**WHAT THE EXERCISE ASKS**
Return each line of the items that contains the string "Give", where uppercase and lowercase count as different.

Picture annotation items
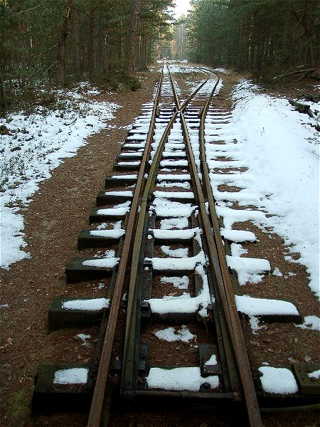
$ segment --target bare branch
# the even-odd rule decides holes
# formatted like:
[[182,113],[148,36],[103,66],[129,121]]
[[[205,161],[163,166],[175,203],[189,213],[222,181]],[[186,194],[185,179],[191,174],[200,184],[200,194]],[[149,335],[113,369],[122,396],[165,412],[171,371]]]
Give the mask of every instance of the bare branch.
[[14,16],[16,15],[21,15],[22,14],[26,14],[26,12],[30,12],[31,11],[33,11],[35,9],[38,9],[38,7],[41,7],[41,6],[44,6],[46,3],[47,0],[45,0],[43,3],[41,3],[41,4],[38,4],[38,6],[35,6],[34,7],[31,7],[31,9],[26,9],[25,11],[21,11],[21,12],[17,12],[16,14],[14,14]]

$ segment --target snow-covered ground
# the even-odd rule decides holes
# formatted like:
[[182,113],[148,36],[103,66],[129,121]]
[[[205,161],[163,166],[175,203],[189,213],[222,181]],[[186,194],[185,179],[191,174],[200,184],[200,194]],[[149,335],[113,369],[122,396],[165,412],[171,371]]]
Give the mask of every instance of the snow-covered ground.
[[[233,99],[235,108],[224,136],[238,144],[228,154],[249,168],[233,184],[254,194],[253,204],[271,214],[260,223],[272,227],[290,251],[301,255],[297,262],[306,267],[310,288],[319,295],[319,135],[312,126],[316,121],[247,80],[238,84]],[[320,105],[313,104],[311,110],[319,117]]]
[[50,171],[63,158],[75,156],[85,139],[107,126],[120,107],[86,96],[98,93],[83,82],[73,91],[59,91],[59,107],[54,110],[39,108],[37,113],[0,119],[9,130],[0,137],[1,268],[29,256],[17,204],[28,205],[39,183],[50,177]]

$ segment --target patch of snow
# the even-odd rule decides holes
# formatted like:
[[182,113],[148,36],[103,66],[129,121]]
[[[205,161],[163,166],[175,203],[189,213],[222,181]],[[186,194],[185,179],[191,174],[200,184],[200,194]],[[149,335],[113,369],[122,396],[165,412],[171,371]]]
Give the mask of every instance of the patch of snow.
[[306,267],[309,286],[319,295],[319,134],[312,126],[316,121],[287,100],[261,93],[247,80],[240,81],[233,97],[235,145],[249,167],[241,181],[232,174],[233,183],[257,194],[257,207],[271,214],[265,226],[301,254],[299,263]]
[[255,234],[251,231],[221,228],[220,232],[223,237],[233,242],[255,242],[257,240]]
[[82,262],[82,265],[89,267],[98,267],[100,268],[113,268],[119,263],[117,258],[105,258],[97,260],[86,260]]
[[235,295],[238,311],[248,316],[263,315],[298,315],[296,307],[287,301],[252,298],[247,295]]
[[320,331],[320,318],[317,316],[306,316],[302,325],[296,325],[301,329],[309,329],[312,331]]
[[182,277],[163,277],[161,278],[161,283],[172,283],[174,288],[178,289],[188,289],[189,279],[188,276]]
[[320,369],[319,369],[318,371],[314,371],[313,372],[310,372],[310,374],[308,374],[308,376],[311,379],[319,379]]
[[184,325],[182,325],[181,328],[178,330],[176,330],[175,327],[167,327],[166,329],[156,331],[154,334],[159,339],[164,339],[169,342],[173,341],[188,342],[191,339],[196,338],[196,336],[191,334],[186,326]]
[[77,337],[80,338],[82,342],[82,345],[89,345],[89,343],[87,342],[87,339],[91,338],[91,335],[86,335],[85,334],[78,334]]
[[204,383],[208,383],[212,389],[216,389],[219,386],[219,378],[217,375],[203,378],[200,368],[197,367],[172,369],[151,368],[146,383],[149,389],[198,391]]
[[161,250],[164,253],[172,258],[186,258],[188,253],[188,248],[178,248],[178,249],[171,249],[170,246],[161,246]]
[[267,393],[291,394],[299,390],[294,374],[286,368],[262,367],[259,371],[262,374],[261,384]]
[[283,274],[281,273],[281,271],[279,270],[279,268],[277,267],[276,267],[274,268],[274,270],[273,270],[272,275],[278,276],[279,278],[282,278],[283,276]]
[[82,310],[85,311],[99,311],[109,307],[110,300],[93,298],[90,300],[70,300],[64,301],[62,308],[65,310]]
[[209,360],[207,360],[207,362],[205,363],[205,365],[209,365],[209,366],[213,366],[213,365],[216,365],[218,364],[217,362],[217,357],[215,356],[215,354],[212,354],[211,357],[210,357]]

**EXERCISE RESULT**
Give the mask of every instance of the bare branch.
Give the mask of every instance of the snow-covered ground.
Give the mask of every instance of the patch of snow.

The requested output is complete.